[DOCUMENT SEGMENT]
▼
Jeb was listening to a podcast while he was driving home. He called to tell me what the person being interviewed had said. He couldn’t wait to tell me. He knew he was going to cause an immediate rise in my blood pressure.
The person being interviewed said that salespeople should no longer close. Instead, they should just “connect” with their prospective buyers. She said that when buyers are ready, they’ll let the salesperson know. She said salespeople should just try to be helpful.
Bad Advice Sounds Nice
The problem with bad advice like this is that it sounds so appealing to young, soft, impressionable, and failing salespeople.
- Closing is Commitment-Gaining. If you are in sales, you are going to have to gain commitments. Period. If you sell something with a low price and little risk, closing for the deal is exactly what you should be doing. If you sell something complicated, expensive, and risky you should be asking for a bunch of commitments, including the commitment to buy from you when you have earned that right (might be early, might be later, but ask for it you must). If you want to make a difference for other people, you are going to have to ask for commitments.
- Not Connecting. Creating Value. I can’t think of anything more detrimental to salespeople than the word “connecting.” It’s soft and squishy. It’s aimless. It’s social selling bunk. There isn’t enough intention behind. Worst of all, it sounds like wasting your dream client’s time. You are supposed to be creating value for your clients. You are supposed to be sharing ideas and helping your customers find a better future state. That’s the connection your customer wants from you.
▲
[WORK TO DO]
A – In the piece about closing in sales, list each word it uses to describe the salespeople who find bad advice appealing.
B – Carry on the piece about closing in sales from its last sentence.
You won't need the material after this point.

[STORED DATA]
▼
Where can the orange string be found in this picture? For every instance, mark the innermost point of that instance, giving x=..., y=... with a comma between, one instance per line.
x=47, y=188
▲
[OUTPUTS BY TASK]
A – young, soft, impressionable, failing

B –
- No Waiting. Taking Action. The recipe for failing to create or win an opportunity has to begin with waiting. This is how you fail your prospects and clients. In what world is being proactive, setting an agenda, and driving towards better results a bad idea and waiting a good one. Waiting hurts you. Waiting hurts your company. And most of all, waiting hurts your prospective client by depriving them of the better results they might have sooner rather than later. The right answer is action.
Your Fears Betray You
I told Jeb all of this is about fear.
Some people are afraid to ask for the commitments they need because they fear their prospective client won’t like them, that they might lose the deal, that they’ll come across as pushy, or that they will be perceived as self-oriented. It’s fear that prevents you from asking.
The word connecting sounds nice. It sounds like you are supposed to be pleasant and have a nice chat. Creating value is a much higher bar to get over. It’s fear of not being your client’s peer, fear of not knowing enough, and fear of going toe-to-toe with your dream client that prevents you from sharing what you know.
And it’s fear that prevents you from taking action. Some people wait for their prospective client to take the next step because they fear losing the opportunity. If they ask, they may hear no. If they ask, they may be challenged by the objections that make them uncomfortable. They may even have their doubts about their own company exposed.
Question any advice that makes you feel comfortable instead of uncomfortable. Question any advice that suggests you can produce excellent results without having to work on the outer limits of your comfort zone.
Question any advice that recommends passivity or waiting. Question any suggestions that make something difficult sound easier than you know it to be.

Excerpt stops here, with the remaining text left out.